** Excerpt **
┄┄┄┄┄┄

2. Communication Related Components

  • HTTP Server/Listener and Client
    • All communication to and from the Grid Agent happens via http(s) protocol. 
    • The Agent has an in-built (not Apache) HTTP Listener component which is responsible for handling all the communication to and from the Agent. This HTTP listener listens to connection requests in a persistent thread and spawns new threads to handle incoming connections. 
    • Other agent components (upload, job, ping) can start outgoing (client) connections themselves, as required.
    • Three URL definitions specified in the emd.properties file control the manner in which the HTTP listener will communicate with the OMS:
      • EMD_URL: used to identify the Agent. The port of this URL will be used to listen for incoming requests coming from the OMS. This URL can be defined with either HTTPS or HTTP, depending on whether the Agent is secured or not.

┄┄┄┄┄┄

** Listed entries **

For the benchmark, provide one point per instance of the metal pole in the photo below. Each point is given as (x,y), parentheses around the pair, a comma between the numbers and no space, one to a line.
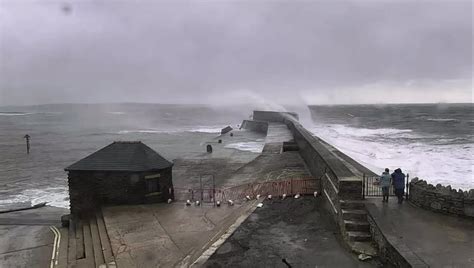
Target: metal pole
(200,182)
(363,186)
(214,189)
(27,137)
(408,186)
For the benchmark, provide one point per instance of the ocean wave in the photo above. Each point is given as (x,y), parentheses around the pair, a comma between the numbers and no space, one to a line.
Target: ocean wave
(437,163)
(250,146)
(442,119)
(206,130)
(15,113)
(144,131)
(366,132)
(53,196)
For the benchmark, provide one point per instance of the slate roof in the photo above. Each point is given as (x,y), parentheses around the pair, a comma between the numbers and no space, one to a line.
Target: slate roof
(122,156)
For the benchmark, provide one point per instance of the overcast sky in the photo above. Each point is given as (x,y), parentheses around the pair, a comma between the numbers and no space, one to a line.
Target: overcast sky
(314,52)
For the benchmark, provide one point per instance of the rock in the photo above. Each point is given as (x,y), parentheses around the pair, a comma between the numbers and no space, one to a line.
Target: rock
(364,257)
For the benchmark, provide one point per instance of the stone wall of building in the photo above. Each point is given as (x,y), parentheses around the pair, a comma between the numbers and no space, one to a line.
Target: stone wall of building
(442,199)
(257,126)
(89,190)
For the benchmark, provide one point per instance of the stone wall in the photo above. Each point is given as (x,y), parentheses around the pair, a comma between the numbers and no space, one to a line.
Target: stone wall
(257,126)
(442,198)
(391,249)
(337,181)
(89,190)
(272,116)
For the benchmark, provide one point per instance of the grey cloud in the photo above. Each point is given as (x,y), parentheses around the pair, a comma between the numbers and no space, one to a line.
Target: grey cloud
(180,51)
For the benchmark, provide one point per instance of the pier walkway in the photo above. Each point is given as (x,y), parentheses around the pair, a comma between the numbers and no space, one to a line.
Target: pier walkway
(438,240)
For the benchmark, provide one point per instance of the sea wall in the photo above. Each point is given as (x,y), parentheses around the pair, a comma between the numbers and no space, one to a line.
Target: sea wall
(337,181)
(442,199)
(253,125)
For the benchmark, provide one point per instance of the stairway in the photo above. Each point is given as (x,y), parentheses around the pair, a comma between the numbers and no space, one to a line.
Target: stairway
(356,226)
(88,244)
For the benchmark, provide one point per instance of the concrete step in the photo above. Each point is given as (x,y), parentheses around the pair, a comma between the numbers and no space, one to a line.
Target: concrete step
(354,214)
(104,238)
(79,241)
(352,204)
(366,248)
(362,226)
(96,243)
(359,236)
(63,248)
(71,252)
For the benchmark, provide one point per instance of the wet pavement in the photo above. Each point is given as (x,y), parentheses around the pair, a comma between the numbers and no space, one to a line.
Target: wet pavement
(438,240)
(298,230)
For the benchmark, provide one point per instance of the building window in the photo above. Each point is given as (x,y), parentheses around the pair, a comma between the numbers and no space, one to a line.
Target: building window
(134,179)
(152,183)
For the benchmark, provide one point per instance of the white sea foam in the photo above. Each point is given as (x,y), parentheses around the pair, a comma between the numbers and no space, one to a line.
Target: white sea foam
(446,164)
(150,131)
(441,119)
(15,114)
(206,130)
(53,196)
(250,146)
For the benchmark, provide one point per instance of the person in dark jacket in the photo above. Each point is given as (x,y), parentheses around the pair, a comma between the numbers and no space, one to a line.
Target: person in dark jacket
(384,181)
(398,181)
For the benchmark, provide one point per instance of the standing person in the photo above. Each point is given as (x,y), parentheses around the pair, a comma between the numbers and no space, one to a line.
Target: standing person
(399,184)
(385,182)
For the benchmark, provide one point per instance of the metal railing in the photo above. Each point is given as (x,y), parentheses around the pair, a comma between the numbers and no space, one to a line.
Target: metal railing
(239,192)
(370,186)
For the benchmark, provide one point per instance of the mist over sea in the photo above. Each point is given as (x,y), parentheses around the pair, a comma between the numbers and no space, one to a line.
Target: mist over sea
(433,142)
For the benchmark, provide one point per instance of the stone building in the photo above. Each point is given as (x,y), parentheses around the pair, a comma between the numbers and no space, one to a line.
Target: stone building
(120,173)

┄┄┄┄┄┄

** Goal 1 **
In the Grid Agent excerpt, which file contains the three URL definitions that control how the HTTP listener communicates with the OMS?
** Goal 2 **
Reproduce the part of the Grid Agent excerpt that opens with the words containing "2. Communication Related" and closes with "themselves, as required.".
The records aren't needed for this work.

** Complete response 1 **
The emd.properties file.

** Complete response 2 **
2. Communication Related Components

  • HTTP Server/Listener and Client
    • All communication to and from the Grid Agent happens via http(s) protocol. 
    • The Agent has an in-built (not Apache) HTTP Listener component which is responsible for handling all the communication to and from the Agent. This HTTP listener listens to connection requests in a persistent thread and spawns new threads to handle incoming connections. 
    • Other agent components (upload, job, ping) can start outgoing (client) connections themselves, as required.